━━━━━ STORED DATA
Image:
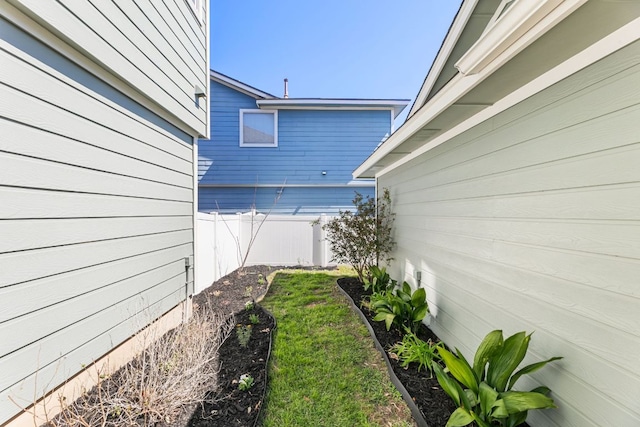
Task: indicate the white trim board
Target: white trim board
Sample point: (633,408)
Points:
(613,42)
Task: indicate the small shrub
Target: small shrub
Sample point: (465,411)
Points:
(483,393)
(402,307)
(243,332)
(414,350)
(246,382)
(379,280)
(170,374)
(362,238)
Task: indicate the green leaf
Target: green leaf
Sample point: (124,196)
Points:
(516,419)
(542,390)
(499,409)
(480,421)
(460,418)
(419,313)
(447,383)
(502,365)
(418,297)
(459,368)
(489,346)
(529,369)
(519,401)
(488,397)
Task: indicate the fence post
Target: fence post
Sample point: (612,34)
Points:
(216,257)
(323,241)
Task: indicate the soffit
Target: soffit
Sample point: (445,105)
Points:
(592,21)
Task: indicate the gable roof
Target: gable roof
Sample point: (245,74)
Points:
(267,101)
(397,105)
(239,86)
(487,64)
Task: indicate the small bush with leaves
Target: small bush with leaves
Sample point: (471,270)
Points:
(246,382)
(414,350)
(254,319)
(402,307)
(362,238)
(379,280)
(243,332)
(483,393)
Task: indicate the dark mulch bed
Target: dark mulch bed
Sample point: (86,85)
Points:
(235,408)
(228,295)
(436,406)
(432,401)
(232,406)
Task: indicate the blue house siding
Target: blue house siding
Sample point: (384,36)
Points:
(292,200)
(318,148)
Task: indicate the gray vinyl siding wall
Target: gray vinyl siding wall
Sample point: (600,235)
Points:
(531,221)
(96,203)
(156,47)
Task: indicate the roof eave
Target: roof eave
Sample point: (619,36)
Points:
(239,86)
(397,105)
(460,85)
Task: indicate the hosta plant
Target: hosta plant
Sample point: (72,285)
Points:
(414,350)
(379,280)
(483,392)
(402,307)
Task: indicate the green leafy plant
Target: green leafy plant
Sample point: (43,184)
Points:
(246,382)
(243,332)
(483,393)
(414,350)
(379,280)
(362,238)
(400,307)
━━━━━━━━━━
━━━━━ STORED DATA
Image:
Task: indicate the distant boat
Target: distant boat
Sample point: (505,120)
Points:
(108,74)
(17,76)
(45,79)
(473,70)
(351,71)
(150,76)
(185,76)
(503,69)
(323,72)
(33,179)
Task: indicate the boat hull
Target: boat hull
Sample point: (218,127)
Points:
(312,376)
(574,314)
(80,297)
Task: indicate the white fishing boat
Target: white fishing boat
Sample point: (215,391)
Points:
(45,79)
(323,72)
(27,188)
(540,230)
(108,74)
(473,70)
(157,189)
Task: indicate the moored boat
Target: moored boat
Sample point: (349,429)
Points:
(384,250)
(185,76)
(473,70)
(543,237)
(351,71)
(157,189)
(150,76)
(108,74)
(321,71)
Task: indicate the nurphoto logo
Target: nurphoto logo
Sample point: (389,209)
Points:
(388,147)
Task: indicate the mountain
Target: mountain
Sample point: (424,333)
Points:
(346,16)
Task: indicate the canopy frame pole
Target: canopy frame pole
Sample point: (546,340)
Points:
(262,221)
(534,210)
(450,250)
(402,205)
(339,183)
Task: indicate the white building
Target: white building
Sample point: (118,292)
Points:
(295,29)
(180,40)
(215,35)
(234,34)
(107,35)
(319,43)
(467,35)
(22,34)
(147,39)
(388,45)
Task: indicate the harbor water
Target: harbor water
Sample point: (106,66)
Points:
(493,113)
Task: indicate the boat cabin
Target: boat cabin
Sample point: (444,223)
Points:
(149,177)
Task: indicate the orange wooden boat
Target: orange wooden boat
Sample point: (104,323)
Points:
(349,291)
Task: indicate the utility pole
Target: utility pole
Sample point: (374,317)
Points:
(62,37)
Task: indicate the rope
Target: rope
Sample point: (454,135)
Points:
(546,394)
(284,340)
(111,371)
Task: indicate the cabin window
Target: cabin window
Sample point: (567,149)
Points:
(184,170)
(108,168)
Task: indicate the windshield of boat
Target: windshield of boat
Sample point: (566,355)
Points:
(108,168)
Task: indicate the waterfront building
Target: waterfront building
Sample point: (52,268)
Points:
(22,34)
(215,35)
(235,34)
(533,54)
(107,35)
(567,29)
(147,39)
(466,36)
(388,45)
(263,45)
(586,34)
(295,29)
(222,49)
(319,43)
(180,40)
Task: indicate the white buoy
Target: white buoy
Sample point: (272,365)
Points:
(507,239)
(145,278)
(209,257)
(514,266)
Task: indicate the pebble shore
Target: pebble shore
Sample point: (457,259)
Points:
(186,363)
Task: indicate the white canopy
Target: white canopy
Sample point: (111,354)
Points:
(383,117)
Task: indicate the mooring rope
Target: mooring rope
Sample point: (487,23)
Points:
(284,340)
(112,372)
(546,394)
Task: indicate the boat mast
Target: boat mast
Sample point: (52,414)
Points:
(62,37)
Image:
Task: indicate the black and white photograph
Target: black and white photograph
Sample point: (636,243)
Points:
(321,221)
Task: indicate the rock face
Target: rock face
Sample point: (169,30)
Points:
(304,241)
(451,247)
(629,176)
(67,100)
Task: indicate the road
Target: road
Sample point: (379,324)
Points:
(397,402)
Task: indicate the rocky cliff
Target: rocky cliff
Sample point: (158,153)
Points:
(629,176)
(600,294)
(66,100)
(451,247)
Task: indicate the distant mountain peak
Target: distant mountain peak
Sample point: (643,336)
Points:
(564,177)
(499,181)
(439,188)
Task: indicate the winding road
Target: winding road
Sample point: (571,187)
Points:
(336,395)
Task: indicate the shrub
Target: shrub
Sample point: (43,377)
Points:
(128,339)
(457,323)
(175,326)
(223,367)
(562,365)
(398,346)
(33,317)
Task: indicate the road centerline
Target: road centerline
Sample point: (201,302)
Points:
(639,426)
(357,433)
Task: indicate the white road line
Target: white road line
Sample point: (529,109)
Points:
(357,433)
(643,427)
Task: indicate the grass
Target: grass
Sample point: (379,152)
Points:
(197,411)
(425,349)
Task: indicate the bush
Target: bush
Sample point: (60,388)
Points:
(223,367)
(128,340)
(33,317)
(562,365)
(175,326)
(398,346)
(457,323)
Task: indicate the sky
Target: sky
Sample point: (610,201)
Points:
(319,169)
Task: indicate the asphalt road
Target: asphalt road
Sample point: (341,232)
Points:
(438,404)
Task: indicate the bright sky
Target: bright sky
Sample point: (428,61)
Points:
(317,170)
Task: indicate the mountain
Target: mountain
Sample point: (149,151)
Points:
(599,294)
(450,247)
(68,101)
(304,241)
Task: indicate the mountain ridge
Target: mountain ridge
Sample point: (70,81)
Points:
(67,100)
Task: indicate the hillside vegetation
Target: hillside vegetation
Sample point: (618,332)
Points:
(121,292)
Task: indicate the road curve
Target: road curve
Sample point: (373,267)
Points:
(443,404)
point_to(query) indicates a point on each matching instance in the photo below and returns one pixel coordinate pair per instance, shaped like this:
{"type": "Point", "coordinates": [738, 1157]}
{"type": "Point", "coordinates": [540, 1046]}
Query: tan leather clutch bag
━━━━━━━━━━
> AIM OF THE TASK
Locate each line in the material above that contains the word "asphalt", and copy every one of those lines.

> FINISHED ANSWER
Task: indicate the asphalt road
Target: asphalt road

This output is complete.